• Exercise
Reproduce verbatim the stretch of the passage on Chelsea supporters from "The Russian billionaire’s" through "to football grounds.".

• Given passage
====
Evolution of a football fan has rapidly progressed with the business of modern day football, with the cash flash of the Premier League seeing Chelsea grow from mid table combatants to having a stronghold on the domestic scene, and now possessing a stranglehold on all competitive fronts.

Through this story there has followed an army of impassioned blue followers supporting the cause of Chelsea, enduring the evasion of the doldrums of English football, whilst chanting their way through the mediocrity until the Russian revolution impeded all misfortune.

Some are too young to have an emotional connection with the gruelling depressing eras, and others only old enough to bespoke boyhood heroes of Dimitri Kharine or Gavin Peacock. Whatever the dynamics and demographics of the attendance at the bridge over the past years, one point remains central, and that is the focal point of the team, yet the conferred consensus is along with the team the supporters on match days have also undergone a revolutionary change.

The Russian billionaire’s introduction evoked esteem and confidence swarming the stadium, provoking a heightened expectation. Fifteen years ago facing the likes of Man United or Liverpool were an event, because of playing a bigger team, but now lies an expectation to defeat every team regardless of history and stature.

This expectation escalated slowly, endowed by Abramovich and sharply compounded by the arrival of Jose Mourinho. All fans now continue to commit to their match day ritual, with addition of the expectation to win on approach to football grounds.

Consistency of winning has allowed the past to be forgotten, the dark days are remotely reminisced by those who fondly remember, but the better days are now ahead and the fans are riding along.

Like all successful clubs comes baggage. Chelsea has now become one of the most envied clubs in the country, along with opposition fans aiming abuse at the Chelsea favourites. But the baggage can also be self inflicting and detrimental to the club, and the transition of a new fan base replacing the old has aided.

With Chelsea’s growing success comes an ever increasing reputation both domestically and globally. Preseason campaigns in Asia and America has promoted a growing fan base, with a world wide following now identifying the blue of Stamford Bridge.

On match days throughout the years followers flooding the Stamford Bridge gates has also transgressed from a boisterous atmosphere to a gentle quietness. The character and personality of the match day atmosphere has taken a turn over the years. The common analysis is the old school hardcore fans have been priced out to attend a game in place of those who can afford. But in all corners of debate the change of fan base has arise with the overall prolonged success of the club.
====
• Stored rows
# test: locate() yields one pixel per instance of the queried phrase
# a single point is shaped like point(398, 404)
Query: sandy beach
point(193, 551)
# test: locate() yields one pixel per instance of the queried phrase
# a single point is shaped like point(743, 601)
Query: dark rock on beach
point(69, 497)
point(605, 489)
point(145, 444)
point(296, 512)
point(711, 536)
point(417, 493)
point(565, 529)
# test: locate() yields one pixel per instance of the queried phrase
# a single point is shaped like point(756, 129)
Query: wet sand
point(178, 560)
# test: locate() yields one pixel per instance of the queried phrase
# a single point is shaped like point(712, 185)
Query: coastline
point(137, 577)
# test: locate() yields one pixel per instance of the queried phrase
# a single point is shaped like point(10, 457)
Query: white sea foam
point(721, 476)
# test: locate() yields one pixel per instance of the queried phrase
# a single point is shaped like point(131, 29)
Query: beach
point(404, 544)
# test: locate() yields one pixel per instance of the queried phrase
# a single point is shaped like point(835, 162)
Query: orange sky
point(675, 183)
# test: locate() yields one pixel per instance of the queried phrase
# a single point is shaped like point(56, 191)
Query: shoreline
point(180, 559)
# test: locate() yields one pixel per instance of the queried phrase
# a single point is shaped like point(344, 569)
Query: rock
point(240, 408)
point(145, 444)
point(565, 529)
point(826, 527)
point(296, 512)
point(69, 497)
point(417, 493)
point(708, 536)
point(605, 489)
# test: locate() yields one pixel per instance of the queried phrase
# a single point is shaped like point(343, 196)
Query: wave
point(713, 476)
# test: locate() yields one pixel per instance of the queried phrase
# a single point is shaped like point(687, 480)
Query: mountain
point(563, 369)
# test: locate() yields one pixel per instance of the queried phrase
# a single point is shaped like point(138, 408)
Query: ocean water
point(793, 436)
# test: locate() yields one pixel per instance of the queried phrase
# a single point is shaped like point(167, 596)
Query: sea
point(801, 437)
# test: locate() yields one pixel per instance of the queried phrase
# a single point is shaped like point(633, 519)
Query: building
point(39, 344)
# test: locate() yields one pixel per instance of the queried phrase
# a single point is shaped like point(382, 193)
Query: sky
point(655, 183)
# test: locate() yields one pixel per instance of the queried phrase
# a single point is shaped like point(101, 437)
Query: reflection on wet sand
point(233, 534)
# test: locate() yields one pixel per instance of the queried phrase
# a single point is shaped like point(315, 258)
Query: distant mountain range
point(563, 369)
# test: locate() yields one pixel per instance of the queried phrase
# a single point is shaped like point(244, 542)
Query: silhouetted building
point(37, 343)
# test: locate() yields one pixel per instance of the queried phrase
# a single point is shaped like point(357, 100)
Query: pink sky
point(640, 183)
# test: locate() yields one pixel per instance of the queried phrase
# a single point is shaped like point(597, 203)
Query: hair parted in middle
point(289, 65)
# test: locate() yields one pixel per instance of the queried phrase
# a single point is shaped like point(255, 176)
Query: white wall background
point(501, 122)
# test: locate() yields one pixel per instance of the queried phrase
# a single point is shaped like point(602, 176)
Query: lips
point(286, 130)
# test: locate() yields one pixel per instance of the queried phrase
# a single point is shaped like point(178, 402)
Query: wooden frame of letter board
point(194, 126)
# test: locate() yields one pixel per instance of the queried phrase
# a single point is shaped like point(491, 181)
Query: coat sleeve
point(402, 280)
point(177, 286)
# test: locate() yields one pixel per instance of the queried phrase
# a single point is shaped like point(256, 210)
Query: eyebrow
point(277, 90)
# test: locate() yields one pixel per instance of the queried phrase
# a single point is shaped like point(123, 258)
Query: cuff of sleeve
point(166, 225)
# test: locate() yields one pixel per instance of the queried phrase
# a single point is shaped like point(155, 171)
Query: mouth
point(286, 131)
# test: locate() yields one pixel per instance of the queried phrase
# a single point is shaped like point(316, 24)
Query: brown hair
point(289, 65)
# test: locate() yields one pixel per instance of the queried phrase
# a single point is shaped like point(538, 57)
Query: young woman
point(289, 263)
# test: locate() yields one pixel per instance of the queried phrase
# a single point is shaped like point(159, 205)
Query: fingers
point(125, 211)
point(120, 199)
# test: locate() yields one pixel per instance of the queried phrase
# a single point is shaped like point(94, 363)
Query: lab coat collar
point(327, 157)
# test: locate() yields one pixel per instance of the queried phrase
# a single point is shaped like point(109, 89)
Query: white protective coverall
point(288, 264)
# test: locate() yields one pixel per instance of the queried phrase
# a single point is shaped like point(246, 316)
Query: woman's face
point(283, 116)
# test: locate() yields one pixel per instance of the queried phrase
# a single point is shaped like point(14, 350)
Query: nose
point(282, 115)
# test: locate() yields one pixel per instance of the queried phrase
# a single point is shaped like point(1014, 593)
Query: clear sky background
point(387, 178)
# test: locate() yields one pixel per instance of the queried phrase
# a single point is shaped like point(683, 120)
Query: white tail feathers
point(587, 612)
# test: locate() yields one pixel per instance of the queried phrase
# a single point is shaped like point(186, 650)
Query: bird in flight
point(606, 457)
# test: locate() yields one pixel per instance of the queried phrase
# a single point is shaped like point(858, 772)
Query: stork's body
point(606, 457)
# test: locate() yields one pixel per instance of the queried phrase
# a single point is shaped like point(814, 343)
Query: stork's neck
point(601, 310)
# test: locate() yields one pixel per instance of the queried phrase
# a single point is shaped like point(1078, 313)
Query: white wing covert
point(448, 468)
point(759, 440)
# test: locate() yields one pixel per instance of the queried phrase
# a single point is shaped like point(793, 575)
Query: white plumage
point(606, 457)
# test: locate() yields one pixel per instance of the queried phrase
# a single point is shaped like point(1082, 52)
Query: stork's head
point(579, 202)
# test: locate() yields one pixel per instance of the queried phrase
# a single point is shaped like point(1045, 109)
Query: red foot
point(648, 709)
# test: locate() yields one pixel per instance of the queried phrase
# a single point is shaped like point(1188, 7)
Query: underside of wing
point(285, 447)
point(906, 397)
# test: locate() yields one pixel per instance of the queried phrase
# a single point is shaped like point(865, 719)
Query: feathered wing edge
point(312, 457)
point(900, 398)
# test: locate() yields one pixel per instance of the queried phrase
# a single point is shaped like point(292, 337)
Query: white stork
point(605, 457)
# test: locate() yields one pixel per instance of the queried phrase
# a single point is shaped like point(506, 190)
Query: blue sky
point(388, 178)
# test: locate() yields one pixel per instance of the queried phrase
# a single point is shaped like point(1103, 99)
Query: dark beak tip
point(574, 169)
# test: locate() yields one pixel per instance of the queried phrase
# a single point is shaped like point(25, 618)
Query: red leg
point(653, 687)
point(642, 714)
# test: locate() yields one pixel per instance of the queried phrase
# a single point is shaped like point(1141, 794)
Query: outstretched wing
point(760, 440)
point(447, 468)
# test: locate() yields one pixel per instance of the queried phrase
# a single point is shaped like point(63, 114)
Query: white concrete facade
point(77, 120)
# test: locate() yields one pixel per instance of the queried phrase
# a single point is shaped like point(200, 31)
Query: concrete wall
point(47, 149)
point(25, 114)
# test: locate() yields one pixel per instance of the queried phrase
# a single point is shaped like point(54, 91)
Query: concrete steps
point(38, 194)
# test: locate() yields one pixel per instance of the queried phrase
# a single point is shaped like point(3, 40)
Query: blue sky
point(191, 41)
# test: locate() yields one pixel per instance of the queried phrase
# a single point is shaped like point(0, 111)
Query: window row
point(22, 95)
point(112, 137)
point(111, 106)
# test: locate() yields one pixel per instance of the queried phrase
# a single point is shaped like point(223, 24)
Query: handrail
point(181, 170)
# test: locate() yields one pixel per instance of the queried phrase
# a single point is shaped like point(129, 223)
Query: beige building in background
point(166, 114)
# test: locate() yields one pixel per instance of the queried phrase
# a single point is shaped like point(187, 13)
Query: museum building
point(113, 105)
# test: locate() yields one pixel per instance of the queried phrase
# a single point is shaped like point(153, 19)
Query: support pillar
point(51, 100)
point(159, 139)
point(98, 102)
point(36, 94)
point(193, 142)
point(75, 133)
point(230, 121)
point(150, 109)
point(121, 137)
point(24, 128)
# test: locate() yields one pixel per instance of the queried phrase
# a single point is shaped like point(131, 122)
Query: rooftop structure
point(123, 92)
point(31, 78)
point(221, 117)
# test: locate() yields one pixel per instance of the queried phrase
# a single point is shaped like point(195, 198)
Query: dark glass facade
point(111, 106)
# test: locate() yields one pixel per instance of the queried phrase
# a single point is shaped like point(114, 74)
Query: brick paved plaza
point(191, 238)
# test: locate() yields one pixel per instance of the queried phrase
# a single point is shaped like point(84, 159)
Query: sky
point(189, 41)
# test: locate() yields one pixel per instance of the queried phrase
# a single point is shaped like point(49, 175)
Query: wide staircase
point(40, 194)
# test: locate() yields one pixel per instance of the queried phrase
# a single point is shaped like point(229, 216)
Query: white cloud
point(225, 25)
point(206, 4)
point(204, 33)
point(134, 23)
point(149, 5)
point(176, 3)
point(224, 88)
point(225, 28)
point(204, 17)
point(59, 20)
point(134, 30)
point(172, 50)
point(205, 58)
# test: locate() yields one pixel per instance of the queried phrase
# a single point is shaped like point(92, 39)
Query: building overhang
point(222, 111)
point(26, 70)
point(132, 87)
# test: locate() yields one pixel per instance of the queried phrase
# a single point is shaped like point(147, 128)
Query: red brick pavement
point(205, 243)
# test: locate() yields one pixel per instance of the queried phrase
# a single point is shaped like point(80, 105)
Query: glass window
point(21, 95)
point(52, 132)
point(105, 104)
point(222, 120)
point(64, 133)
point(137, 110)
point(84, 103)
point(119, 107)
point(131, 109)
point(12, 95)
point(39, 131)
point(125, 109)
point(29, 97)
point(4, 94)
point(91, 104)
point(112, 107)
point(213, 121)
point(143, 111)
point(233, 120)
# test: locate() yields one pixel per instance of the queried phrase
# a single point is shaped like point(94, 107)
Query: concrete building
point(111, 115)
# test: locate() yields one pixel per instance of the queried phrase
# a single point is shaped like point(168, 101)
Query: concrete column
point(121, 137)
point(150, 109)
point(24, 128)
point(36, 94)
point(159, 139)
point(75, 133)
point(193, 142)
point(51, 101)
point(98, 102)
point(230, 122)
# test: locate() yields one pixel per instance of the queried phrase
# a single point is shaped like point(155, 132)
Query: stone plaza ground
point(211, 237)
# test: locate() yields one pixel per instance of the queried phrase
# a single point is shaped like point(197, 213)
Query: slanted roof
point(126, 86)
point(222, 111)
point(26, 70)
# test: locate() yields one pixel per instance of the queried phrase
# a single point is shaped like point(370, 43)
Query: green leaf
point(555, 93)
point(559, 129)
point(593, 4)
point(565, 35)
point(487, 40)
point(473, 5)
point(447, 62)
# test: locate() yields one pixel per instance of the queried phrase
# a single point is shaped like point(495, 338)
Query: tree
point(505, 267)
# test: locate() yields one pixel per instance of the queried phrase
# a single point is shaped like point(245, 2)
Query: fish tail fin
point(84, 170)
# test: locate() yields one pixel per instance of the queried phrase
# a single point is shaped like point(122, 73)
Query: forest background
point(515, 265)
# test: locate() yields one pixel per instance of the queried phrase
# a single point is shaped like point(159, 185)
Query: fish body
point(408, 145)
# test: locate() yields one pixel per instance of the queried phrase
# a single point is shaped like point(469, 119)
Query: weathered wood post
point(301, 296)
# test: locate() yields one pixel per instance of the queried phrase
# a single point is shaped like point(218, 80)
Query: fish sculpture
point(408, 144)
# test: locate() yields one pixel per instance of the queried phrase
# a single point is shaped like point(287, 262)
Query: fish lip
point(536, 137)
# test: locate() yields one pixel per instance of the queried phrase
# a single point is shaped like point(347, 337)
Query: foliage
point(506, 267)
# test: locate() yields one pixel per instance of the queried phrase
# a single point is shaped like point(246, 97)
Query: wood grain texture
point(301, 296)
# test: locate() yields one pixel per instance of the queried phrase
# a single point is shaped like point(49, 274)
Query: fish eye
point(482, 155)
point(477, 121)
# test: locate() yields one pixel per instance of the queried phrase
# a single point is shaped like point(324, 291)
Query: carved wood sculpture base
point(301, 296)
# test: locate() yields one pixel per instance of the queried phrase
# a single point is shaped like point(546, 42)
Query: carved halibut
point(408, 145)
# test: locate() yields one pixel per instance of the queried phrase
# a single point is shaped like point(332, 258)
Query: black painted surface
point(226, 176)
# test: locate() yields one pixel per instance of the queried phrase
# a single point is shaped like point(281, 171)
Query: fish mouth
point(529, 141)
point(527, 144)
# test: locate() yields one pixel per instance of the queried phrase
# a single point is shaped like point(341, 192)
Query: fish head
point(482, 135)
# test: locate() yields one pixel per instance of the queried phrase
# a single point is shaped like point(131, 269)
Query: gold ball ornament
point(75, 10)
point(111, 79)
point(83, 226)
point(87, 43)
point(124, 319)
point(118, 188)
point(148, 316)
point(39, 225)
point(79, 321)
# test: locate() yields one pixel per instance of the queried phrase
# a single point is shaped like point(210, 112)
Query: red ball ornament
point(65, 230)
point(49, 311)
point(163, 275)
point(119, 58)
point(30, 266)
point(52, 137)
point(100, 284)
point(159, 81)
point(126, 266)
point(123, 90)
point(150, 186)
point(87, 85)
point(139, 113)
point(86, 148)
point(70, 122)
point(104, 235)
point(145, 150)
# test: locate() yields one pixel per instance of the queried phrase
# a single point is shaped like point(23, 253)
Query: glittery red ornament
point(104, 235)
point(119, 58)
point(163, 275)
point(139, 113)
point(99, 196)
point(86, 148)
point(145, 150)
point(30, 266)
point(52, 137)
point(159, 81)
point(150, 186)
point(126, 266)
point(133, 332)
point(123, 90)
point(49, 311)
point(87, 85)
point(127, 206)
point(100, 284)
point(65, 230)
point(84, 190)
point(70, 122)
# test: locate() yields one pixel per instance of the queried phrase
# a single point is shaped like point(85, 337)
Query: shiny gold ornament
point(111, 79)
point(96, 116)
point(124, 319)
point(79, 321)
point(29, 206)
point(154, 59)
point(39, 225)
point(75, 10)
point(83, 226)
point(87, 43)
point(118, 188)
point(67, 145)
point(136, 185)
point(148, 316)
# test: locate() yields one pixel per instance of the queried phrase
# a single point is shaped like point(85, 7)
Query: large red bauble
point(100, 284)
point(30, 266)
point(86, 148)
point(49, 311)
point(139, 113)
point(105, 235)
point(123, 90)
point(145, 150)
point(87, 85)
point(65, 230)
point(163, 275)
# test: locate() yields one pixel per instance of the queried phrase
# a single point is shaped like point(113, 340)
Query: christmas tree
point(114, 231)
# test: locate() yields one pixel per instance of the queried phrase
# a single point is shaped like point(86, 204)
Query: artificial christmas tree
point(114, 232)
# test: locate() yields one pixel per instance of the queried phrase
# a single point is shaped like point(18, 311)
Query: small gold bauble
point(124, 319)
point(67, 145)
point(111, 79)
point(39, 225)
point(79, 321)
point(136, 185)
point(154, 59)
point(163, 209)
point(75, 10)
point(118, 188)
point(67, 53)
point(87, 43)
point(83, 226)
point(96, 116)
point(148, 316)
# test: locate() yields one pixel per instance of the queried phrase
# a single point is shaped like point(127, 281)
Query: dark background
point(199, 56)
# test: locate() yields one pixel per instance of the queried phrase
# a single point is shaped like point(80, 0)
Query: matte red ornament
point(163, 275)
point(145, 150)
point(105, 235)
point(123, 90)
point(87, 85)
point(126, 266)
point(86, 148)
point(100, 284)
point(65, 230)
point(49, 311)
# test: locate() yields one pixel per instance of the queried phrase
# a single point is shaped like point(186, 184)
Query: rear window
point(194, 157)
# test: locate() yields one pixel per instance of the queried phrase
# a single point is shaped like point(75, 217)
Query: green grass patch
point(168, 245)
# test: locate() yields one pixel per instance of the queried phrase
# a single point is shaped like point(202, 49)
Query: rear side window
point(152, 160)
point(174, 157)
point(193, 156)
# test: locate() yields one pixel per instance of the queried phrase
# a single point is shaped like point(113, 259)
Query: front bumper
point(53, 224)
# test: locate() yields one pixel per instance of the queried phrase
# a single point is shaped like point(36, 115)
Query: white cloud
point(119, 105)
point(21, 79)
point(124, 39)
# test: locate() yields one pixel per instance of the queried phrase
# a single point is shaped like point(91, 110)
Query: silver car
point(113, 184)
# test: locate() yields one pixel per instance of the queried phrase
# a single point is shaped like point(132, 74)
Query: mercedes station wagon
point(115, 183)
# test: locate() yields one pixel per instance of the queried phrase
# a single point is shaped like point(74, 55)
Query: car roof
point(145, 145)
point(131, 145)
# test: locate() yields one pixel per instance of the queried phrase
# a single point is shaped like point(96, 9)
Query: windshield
====
• Result of the task
The Russian billionaire’s introduction evoked esteem and confidence swarming the stadium, provoking a heightened expectation. Fifteen years ago facing the likes of Man United or Liverpool were an event, because of playing a bigger team, but now lies an expectation to defeat every team regardless of history and stature.

This expectation escalated slowly, endowed by Abramovich and sharply compounded by the arrival of Jose Mourinho. All fans now continue to commit to their match day ritual, with addition of the expectation to win on approach to football grounds.